The ergative/instrumental free variation for =/ge/ ~ =/gi/ and three additional allomorphs: =/ge/ following a sonorant consonant; =/ke/ ~ =/kʰe/ following an obstruent; =/e/ following a vowel. However, these allomorphic variations are not consistently maintained – the noted environments are but tendencies.

The absolutive case marks intransitive subjects and transitive objects.
The ergative case marks transitive subjects.
The locative marks spatial and/or temporal peripheral arguments. The ablative also marks such arguments if movement away from the referent is present. It may also mark peripheral arguments unrelated to spatial and temporal location.
The instrumental case marks arguments in instrumental function.
The dative marks benefactive, recipient and purpose, as well as indirect objects.
The allative indicates temporal or spatial movement the referent of a noun phrase.
The comitative/associative is used for comitative case marking as well as coordination within a noun phrase, clause coordination and clause-linking.

_GIVEN DATA_

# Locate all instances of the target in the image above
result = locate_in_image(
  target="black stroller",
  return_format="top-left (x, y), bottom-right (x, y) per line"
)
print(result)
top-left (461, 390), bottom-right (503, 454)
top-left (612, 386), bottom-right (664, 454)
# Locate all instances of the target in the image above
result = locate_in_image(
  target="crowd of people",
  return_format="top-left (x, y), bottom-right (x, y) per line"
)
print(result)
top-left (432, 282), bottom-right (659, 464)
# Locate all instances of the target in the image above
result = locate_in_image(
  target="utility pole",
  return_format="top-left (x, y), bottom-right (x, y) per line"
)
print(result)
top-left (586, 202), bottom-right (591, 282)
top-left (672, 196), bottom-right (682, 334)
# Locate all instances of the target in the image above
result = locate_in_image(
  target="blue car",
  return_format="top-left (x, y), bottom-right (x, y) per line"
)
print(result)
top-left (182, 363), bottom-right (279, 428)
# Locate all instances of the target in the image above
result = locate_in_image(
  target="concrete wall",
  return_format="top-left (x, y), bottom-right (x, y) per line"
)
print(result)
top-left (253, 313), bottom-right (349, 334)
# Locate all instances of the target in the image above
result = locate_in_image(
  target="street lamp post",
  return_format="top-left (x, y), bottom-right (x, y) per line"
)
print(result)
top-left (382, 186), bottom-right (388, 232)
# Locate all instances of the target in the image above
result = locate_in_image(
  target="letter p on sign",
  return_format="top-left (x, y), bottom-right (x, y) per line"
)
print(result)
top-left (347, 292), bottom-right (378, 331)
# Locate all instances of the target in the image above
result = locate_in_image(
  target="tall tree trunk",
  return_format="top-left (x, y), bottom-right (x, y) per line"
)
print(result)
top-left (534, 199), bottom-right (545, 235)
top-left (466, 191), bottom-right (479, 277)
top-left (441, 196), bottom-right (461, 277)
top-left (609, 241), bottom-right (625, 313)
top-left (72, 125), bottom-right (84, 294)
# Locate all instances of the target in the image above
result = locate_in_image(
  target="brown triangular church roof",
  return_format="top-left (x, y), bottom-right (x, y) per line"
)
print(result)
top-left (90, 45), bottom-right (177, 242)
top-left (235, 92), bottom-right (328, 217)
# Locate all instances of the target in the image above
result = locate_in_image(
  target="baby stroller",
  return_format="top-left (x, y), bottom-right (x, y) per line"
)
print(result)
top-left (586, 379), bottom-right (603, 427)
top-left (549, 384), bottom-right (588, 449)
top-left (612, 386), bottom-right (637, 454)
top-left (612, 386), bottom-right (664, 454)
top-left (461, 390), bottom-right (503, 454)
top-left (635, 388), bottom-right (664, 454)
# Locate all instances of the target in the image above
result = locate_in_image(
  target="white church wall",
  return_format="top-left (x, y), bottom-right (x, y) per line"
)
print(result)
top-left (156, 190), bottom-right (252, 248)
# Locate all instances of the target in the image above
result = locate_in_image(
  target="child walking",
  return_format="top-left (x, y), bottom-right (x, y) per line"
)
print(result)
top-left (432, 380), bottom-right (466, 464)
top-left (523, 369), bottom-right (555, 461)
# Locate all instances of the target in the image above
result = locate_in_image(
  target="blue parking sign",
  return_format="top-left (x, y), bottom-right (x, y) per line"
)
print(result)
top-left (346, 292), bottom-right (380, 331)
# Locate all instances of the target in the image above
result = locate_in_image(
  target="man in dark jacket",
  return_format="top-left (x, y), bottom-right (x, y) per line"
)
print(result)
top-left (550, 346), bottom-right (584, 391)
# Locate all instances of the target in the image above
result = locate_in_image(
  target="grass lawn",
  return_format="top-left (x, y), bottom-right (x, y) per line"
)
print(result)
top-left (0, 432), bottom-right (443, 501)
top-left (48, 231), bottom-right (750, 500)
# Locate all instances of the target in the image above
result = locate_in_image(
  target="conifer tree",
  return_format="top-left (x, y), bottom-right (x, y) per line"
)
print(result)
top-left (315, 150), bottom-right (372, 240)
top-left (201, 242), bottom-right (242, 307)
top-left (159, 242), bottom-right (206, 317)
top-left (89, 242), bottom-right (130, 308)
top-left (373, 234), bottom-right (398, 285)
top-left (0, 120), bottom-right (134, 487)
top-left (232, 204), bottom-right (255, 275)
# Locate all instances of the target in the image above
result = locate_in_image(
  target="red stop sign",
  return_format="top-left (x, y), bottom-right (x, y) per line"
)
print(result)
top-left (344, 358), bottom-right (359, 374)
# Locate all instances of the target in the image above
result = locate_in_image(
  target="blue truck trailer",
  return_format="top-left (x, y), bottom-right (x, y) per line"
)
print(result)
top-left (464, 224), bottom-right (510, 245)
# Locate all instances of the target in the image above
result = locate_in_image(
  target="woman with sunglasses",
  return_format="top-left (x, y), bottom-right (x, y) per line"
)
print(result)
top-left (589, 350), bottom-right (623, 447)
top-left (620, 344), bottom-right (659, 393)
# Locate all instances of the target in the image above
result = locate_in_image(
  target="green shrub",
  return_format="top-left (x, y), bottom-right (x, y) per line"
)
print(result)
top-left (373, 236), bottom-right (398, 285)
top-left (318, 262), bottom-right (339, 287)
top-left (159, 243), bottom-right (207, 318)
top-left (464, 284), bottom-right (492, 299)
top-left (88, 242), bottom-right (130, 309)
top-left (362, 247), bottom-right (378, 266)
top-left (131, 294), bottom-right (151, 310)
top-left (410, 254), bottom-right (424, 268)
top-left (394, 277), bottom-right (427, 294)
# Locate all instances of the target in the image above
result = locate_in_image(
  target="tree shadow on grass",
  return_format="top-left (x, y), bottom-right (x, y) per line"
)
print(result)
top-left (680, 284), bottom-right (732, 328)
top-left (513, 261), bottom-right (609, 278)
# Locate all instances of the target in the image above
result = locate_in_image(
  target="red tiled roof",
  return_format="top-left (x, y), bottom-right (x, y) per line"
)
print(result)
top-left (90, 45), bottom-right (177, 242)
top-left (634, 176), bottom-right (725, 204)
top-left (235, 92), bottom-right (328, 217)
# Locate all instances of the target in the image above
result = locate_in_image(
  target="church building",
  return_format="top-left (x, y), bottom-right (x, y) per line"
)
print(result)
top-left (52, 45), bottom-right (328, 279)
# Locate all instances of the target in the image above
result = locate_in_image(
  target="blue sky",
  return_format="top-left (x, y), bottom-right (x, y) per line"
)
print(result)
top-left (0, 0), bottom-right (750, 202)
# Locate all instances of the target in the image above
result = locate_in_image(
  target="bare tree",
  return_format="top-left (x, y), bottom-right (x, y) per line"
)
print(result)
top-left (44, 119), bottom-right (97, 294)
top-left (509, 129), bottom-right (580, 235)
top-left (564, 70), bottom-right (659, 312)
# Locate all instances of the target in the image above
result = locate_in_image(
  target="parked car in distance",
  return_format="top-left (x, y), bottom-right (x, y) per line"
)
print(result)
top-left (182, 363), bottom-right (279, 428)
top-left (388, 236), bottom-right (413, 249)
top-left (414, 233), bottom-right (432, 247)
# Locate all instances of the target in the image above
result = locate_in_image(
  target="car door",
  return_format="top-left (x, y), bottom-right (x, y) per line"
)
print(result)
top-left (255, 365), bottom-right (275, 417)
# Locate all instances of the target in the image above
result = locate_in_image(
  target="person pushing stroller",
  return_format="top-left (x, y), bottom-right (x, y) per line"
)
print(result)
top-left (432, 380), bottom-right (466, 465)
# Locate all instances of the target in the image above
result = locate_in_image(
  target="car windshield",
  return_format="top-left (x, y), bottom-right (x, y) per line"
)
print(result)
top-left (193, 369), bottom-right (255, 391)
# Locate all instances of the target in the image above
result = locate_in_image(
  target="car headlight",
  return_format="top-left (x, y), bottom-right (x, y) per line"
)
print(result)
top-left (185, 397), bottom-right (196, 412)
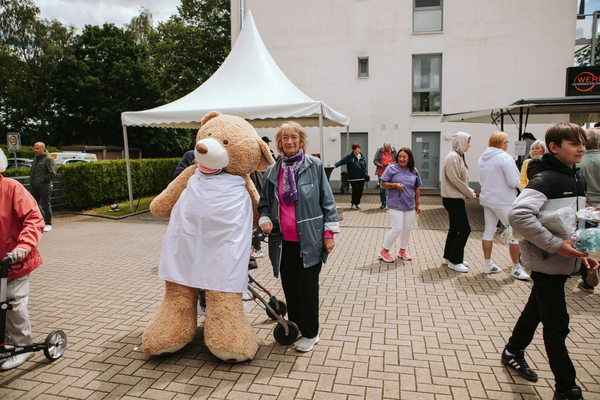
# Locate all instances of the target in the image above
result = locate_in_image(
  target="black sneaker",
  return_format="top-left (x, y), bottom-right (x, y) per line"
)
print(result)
top-left (552, 386), bottom-right (583, 400)
top-left (502, 349), bottom-right (537, 382)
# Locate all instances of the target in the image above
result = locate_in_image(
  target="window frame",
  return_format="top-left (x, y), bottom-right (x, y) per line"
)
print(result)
top-left (410, 53), bottom-right (444, 115)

_WORK INSTRUCTION_
Carry on the passage about case marking from its last sentence, keeping its style.

_WRITTEN REPLY_
=== Grammatical number ===

Number marking is realised by enclitics and quantifying words, such as /maŋbo/ ‘many’, or number words. However, number marking is not strictly necessary, if it is clear from context.

Phonologically bound plural markers of Brokpa are:

- =/baʔ/
- =/tsʰu/ ~ =/zu/ ~ =/su/
- =/tsʰan/ ~ =/san/

The plural markers =/baʔ/ and =/tsʰu/ only differ insofar that =/tsʰu/ may follow the definitive marker and is usually only attested following the definitive, while =/baʔ/ always precedes the definitive marker.

The morpheme =/tsʰan/ on the other hand is used to denote ‘X and associates’ (associative plural).

=== Number words ===

The Brokpa numbers from one to ten are:

Brokpa number words
| Numeral | Cardinal number word |
|---|---|
| 1 | tɕʰik, gaŋ |
| 2 | ɲi, dʱó |
| 3 | sum |
| 4 | ʑi |
| 5 | ŋá |
| 6 | ɖuk |
| 7 | dün |
| 8 | gyæ |
| 9 | gu |
| 10 | tɕu(tʰam(ba)) |

Note that in the word for 10 both elements /tʰam/ and /ba/ are optinal.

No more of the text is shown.